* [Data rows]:
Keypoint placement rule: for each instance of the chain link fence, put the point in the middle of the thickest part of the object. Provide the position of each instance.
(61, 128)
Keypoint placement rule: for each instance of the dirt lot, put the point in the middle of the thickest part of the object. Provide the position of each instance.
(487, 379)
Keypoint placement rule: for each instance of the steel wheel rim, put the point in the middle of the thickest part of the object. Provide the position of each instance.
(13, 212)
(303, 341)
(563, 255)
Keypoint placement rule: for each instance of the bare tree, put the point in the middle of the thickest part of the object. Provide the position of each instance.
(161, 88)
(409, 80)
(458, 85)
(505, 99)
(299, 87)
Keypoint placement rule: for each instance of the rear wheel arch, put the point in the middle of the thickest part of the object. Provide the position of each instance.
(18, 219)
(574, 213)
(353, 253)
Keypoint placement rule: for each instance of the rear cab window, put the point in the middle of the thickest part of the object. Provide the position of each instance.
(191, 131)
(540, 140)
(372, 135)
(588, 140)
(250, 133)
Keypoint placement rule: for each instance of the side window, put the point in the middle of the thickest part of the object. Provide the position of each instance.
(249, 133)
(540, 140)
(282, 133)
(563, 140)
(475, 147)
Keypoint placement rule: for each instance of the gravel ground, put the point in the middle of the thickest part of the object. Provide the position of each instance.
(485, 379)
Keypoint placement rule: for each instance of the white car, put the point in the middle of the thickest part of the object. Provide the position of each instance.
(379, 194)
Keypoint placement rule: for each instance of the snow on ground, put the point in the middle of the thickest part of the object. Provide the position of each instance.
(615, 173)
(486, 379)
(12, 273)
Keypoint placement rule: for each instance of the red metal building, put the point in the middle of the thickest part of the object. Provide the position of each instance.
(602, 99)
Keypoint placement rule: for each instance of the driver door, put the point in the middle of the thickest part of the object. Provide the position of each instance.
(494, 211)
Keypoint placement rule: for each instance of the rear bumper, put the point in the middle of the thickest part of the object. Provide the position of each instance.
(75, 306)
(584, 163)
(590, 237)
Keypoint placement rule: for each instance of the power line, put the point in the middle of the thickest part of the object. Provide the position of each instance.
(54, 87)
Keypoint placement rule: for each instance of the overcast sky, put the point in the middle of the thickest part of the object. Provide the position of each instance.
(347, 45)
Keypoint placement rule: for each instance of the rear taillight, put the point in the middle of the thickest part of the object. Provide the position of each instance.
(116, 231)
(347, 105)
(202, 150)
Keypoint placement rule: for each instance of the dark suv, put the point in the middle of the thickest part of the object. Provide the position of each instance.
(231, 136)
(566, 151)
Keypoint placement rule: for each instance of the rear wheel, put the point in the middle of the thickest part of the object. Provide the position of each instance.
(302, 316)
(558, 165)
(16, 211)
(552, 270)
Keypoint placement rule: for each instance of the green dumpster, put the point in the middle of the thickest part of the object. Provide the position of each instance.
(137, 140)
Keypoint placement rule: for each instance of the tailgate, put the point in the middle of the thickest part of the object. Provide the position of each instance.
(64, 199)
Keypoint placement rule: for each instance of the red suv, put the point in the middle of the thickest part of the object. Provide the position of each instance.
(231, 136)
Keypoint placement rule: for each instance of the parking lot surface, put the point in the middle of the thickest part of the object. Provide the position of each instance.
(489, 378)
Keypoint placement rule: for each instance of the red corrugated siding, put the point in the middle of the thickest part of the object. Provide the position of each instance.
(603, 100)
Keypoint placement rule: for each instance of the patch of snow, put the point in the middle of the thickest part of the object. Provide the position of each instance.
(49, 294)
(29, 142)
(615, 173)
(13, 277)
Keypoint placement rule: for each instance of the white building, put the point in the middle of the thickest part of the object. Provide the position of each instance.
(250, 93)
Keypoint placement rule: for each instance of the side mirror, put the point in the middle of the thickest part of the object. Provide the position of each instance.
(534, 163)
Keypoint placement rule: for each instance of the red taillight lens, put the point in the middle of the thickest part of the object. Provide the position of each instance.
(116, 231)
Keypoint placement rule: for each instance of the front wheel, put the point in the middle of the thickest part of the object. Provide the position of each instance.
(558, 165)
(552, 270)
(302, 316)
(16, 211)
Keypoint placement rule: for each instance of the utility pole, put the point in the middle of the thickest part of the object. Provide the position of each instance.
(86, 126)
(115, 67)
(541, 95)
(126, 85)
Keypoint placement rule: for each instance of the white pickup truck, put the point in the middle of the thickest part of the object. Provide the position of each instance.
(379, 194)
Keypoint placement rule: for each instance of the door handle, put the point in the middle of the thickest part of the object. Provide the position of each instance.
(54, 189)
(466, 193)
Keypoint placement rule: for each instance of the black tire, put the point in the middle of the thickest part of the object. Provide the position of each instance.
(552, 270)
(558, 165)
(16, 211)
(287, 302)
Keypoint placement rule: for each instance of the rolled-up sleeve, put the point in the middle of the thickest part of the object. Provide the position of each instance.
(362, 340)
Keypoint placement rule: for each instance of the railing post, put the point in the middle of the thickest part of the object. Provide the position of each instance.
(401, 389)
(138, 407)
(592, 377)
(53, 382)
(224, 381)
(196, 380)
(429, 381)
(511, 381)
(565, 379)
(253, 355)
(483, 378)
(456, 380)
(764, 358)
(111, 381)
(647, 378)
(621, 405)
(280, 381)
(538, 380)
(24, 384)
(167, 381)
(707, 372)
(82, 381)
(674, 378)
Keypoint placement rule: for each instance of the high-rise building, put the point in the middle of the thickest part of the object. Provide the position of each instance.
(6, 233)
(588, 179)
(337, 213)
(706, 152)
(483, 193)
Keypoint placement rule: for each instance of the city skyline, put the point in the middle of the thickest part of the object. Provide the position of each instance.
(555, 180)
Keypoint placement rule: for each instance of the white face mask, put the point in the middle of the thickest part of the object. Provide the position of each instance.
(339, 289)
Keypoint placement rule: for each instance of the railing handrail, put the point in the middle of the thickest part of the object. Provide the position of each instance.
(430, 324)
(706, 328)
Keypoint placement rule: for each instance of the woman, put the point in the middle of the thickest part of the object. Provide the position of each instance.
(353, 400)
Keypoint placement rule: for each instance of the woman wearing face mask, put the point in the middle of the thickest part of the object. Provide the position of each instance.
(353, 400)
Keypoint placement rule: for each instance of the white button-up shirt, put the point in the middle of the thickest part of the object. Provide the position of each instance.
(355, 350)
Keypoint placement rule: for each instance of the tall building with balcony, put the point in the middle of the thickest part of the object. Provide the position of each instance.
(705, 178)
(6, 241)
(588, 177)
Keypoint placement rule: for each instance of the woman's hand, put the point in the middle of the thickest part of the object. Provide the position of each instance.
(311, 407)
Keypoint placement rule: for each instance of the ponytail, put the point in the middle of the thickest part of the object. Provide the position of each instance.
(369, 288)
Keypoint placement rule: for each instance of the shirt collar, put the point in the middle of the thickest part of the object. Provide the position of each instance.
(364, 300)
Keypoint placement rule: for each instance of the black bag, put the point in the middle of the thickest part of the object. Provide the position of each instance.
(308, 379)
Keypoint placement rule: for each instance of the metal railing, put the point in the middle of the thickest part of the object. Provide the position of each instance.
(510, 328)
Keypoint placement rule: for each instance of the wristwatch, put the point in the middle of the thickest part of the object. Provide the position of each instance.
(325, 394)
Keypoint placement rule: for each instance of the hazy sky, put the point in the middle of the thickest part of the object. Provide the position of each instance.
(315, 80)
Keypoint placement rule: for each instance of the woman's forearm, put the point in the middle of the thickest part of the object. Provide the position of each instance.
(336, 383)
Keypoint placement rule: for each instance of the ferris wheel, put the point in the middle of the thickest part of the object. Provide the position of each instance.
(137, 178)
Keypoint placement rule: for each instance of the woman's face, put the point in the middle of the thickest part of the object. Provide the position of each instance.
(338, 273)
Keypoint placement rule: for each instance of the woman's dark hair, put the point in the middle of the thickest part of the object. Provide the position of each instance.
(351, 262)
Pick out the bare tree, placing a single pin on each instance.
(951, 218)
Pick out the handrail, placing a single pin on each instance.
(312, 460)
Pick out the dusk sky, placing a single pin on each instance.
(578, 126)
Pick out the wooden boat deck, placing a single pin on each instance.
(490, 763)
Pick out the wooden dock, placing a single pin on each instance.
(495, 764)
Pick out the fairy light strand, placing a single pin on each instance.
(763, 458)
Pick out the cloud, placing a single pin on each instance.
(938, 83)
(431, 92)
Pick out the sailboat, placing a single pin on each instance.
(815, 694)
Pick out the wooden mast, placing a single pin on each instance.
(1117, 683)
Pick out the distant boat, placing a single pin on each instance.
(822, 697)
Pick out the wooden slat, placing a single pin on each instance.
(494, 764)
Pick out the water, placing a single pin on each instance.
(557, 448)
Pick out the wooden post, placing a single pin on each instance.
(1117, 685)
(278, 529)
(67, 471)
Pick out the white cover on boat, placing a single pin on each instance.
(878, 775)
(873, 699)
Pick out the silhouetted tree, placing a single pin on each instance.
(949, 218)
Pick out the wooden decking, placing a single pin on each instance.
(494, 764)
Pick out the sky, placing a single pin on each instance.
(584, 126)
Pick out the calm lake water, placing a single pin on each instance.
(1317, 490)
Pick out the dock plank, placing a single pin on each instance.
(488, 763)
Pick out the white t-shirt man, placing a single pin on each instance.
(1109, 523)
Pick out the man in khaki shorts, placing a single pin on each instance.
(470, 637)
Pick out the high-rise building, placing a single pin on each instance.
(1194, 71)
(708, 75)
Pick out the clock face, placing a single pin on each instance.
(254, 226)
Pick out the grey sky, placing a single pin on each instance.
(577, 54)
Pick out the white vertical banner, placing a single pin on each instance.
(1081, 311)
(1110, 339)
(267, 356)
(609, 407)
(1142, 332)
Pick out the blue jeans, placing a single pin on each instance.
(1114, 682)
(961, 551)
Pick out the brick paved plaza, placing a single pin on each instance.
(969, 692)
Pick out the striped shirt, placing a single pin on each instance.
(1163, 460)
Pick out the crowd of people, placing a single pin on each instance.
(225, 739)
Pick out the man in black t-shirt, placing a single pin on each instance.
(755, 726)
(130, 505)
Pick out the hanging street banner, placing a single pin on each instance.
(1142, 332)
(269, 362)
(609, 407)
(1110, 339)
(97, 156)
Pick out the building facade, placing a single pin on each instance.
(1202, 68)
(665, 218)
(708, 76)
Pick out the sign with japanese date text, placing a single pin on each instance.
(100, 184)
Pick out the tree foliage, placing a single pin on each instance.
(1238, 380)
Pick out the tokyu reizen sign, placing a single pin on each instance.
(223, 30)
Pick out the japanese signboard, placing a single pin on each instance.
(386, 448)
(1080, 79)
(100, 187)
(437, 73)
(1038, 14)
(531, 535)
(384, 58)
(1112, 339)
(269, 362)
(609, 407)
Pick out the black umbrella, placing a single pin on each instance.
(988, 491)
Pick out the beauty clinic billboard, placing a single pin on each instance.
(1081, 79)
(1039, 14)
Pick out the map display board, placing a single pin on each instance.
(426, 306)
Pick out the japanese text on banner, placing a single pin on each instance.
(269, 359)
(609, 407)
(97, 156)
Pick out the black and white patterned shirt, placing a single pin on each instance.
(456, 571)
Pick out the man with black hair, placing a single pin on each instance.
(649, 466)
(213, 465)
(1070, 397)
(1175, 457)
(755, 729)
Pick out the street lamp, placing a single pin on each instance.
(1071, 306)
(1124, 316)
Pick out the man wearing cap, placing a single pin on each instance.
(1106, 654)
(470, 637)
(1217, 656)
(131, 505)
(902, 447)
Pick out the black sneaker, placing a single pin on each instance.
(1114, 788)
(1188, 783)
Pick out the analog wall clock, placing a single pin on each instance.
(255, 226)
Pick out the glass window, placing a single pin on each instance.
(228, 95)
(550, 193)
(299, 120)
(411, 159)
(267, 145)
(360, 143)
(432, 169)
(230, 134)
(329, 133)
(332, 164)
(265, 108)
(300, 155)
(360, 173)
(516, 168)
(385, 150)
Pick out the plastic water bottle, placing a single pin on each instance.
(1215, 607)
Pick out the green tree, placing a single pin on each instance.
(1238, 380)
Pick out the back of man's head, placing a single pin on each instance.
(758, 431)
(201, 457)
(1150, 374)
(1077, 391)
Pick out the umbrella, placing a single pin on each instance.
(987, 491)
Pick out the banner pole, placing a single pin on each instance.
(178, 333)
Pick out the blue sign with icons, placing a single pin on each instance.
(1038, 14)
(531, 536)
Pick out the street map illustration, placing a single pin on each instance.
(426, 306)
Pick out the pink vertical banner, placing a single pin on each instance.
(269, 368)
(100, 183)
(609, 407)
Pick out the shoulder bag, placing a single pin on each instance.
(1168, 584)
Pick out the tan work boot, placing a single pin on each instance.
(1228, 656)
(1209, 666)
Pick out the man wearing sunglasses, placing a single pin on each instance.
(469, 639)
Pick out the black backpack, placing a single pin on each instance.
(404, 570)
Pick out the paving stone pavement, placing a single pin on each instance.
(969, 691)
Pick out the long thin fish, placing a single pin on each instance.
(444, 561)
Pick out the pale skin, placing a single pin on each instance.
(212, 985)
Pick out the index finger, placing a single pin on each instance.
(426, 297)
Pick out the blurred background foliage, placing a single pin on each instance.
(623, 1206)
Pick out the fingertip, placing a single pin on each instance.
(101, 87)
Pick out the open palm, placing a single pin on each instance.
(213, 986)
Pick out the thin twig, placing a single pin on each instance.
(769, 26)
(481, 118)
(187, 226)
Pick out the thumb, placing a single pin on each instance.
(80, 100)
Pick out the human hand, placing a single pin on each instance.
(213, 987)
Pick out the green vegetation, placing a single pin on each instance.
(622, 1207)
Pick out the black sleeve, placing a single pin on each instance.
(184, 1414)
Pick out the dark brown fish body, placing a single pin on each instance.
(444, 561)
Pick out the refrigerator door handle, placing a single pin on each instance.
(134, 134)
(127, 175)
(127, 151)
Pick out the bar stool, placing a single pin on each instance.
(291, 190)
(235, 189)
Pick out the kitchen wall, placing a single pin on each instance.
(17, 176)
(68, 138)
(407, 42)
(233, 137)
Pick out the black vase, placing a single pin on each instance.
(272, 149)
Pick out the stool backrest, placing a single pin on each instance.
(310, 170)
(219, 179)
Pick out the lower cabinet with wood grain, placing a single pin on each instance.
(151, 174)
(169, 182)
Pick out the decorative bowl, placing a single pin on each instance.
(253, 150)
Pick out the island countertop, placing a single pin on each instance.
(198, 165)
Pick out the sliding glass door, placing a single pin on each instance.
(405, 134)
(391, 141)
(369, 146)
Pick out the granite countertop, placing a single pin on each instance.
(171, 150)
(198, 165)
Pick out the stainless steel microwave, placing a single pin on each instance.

* [REQUEST]:
Could you change "a single" to "one" in the lines from the one containing "Pick out the blue jeans, placing" through the one containing "(1163, 460)", inclusive, and give those lines back with nothing else altered?

* [RESPONSE TO THE TASK]:
Pick out the blue jeans, placing one pin on each instance.
(1114, 682)
(961, 551)
Pick out the brick paved plaza, placing one pin on each instance.
(969, 692)
Pick out the striped shirt, placing one pin on each instance.
(1163, 460)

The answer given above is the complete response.